━━━━━ Document text

Modeling Cutpoint for Noisy Covariate

Hi Everyone,

I’m trying to model when a signal, or covariate in this case , is “turned on”. You can think of some noisy process that can be used to predict the probability of an event taking place.

The DGP can be though of as:
\mu = \beta_0 + \beta_1 I(x > c)
y \sim bernoulli(\mu)

Here is some R code for the data generating process:


inv_logit <- function(u) 1 / (1 + exp(-u))

n <- 2e3
x_latent <- rlnorm(n, 5, 0.8)

cut_point <- 80
beta_0 <- -1
beta_1 <- 2.5

prob <- inv_logit(beta_0 + as.numeric(x_latent > cut_point) * beta_1)
y <- rbinom(n, 1, prob=prob)

model <- cmdstan_model('dynamic_cutpoints.stan')

stan_data <- list(
  N = n,
  x_latent = x_latent,
  y = y
)

fit <- model$sample(stan_data)

And the accompanying stan code:

data {
  int<lower=0> N;           // Number of observations
  vector[N] x_latent;         // Latent variable
  array[N] int<lower=0,upper=1> y; // Binary outcome
}

parameters {
  real cut_point;           // Cut point for latent variable
  real beta_0;              // Intercept
  real beta_1;              // Coefficient for latent variable
}

model {
  vector[N] alpha;

  // Define the linear predictor
  for (i in 1:N) {
    alpha[i] = beta_0 + (x_latent[i] > cut_point) * beta_1;
  }

  // Likelihood
  y ~ bernoulli_logit(alpha);

  cut_point ~ normal(80,5);  // Prior for cut_point
  beta_0 ~ normal(0, 5);       // Prior for beta_0
  beta_1 ~ normal(0, 5);       // Prior for beta_1
}

I’m getting an error where almost all of the transitions are hitting a maximum tree depth warning. But, the true parameters are recovered nicely.

There is also the issue of the high \hat{R}, implying poor mixing - confirmed by the pairs plot:

I’ve poked around and haven’t found related topics or literature. Wondering if anyone has used this technique or knows an alternative parameterization that Stan might like better.

Thanks!

You won’t find many DGPs like that, and if the underlying continuous variable is noisy, dichotomization will turn small quantitative errors into giant qualitative errors.

1 Like

Thanks for the reply Frank!

I’ve banged the mantra to “never dichotomize your continuous variables” into my head, I just wasn’t sure if there is any leeway when the majority of the information a variable contains is noise. But the way you described it is very helpful.

Thanks again!

1 Like

Purely from a computational perspective, the problem is that the likelihood function is discontinuous whenever the value of the cutpoint parameter passes the location of one of the datapoints in x_latent. There may be some super slick trick to compute this, but absent that, there are two options for making this more tractable.

One is to brute-force marginalize over the the discrete possibility that the cutpoint is between any particular two values of the (ordered) x_latents. This could be effective if the length of the unique values of x_latent is not too long (but I would think you’d be ok at least up to hundreds or low thousands of x_latents, maybe more).

━━━━━━━━━━

Please state which warning almost all of the transitions were hitting, according to the forum thread on cutpoint modeling. The entries that follow have nothing to do with this.

━━━━━ Dataset records

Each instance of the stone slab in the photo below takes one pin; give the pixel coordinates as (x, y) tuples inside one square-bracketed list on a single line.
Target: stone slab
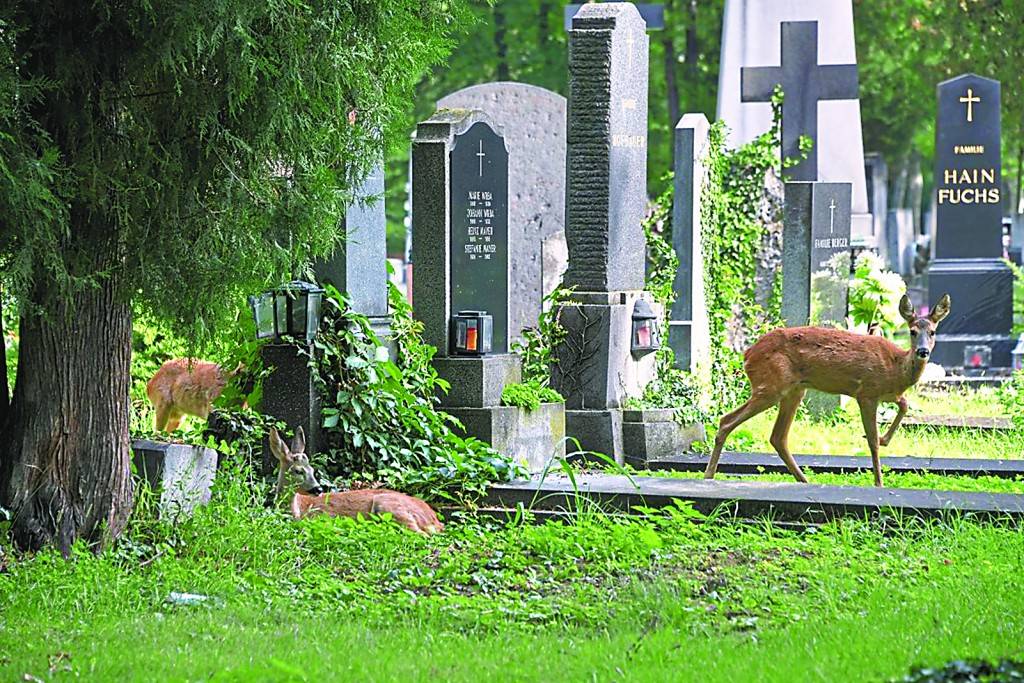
[(181, 474), (756, 463), (477, 382), (783, 502), (531, 438), (532, 121)]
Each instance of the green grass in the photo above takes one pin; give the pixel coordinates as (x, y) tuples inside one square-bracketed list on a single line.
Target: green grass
[(655, 598), (843, 434)]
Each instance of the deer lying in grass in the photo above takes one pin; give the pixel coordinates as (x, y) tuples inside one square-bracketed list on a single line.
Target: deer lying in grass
[(296, 475), (783, 364), (185, 386)]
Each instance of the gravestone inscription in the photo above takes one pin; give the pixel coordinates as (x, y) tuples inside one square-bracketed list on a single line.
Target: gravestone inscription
[(816, 253), (479, 238), (969, 227)]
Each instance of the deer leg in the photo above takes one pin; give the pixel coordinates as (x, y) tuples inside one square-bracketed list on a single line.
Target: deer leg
[(901, 402), (868, 411), (779, 435), (729, 423)]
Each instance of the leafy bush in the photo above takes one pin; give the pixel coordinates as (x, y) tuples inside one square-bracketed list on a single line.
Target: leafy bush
[(875, 295), (529, 395), (538, 342), (380, 415)]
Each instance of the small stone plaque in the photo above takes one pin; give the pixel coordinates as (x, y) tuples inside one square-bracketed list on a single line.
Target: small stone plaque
[(968, 169), (479, 227), (829, 252)]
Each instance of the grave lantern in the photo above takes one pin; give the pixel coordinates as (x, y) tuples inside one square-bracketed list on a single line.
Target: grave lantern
[(290, 310), (646, 335), (471, 333), (1018, 354)]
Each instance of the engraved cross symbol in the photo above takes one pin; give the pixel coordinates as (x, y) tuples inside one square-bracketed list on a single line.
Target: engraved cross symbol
[(970, 99)]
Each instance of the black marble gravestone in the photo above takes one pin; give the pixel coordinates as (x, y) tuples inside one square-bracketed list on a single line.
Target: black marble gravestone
[(804, 82), (969, 232), (479, 227)]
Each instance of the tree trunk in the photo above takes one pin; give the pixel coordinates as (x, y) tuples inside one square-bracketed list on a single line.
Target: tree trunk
[(671, 86), (66, 469), (501, 48)]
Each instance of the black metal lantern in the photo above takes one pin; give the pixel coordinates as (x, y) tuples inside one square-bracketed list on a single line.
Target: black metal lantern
[(291, 310), (471, 333), (646, 335)]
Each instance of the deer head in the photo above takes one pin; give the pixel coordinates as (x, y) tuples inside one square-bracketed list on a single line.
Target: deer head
[(923, 328), (295, 472)]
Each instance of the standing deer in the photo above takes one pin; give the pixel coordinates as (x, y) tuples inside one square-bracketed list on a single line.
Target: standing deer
[(783, 364), (296, 474)]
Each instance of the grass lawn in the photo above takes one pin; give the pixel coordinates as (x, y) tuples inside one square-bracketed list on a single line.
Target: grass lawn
[(844, 433), (655, 598)]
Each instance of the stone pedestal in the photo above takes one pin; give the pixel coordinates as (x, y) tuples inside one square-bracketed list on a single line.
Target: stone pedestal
[(652, 434), (290, 395), (530, 438), (180, 474), (982, 308)]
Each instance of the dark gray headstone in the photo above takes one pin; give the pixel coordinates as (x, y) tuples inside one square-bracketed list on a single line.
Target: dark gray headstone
[(653, 15), (968, 169), (688, 328), (816, 253), (480, 227), (460, 224), (607, 148), (358, 268), (532, 121), (805, 82)]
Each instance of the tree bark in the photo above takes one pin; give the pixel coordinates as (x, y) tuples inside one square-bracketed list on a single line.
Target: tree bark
[(65, 472), (671, 85)]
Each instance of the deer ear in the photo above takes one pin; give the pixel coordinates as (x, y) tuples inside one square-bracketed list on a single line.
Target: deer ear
[(941, 309), (299, 442), (906, 309), (278, 446)]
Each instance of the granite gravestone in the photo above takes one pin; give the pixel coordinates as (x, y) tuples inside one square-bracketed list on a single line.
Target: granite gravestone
[(969, 231), (689, 336), (877, 177), (596, 368), (532, 121), (358, 268), (652, 14), (751, 39), (460, 224), (816, 253)]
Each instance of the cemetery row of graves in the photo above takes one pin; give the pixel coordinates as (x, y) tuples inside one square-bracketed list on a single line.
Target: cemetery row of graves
[(549, 376)]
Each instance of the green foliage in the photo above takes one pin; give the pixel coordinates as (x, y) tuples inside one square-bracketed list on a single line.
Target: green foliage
[(875, 295), (536, 347), (201, 150), (970, 671), (380, 415), (529, 395), (1012, 397)]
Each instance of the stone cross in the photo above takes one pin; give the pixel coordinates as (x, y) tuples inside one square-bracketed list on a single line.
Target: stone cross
[(804, 82)]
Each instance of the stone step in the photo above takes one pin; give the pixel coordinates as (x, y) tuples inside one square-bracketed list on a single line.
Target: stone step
[(756, 463), (782, 502)]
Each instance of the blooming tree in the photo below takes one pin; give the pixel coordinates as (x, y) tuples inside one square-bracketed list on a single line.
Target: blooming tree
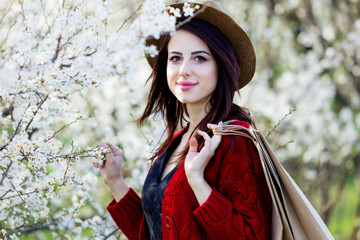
[(72, 74), (50, 52)]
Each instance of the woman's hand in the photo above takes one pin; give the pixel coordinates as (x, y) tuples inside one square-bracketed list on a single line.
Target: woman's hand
[(195, 162), (111, 171)]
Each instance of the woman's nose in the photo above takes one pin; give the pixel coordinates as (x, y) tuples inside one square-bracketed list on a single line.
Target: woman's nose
[(185, 69)]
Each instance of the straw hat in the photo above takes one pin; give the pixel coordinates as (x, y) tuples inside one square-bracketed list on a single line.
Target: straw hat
[(240, 41)]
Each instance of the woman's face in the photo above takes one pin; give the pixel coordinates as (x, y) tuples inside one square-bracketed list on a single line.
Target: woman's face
[(192, 71)]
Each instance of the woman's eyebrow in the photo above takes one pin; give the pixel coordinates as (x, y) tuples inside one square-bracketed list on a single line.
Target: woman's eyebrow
[(200, 51), (193, 53)]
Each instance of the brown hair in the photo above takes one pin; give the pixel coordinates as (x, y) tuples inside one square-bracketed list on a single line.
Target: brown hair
[(162, 101)]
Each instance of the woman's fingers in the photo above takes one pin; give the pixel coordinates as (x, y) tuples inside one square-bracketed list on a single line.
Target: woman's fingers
[(193, 145)]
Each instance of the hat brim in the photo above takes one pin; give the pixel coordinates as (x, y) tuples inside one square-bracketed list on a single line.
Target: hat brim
[(238, 38)]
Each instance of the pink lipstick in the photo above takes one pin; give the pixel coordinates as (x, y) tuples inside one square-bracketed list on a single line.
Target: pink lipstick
[(186, 85)]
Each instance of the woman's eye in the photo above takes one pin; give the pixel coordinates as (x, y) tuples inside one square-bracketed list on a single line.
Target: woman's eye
[(174, 59), (200, 59)]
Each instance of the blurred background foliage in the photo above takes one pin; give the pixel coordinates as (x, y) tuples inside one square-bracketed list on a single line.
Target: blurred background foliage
[(305, 95)]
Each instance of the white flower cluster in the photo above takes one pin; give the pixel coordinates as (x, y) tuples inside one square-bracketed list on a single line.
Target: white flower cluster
[(51, 50)]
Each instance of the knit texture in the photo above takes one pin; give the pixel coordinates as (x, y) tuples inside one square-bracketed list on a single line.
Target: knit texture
[(239, 206)]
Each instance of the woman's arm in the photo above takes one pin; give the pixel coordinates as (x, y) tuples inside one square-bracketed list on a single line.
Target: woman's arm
[(126, 209), (240, 206)]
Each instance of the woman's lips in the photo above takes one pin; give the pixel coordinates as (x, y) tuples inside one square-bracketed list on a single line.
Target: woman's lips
[(186, 85)]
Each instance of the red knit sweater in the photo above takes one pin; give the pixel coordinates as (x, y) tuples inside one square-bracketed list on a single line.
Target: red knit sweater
[(239, 206)]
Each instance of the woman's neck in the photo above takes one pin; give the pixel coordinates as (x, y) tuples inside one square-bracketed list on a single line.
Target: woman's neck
[(196, 114)]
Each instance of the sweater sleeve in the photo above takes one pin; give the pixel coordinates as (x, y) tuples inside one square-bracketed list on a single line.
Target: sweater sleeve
[(128, 214), (239, 206)]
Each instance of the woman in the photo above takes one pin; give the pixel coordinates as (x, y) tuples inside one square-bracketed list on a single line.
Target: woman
[(200, 186)]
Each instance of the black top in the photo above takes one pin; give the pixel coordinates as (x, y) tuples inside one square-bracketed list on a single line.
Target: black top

━━━━━━━━━━

• **Solution to the exercise**
A maximum tree depth warning.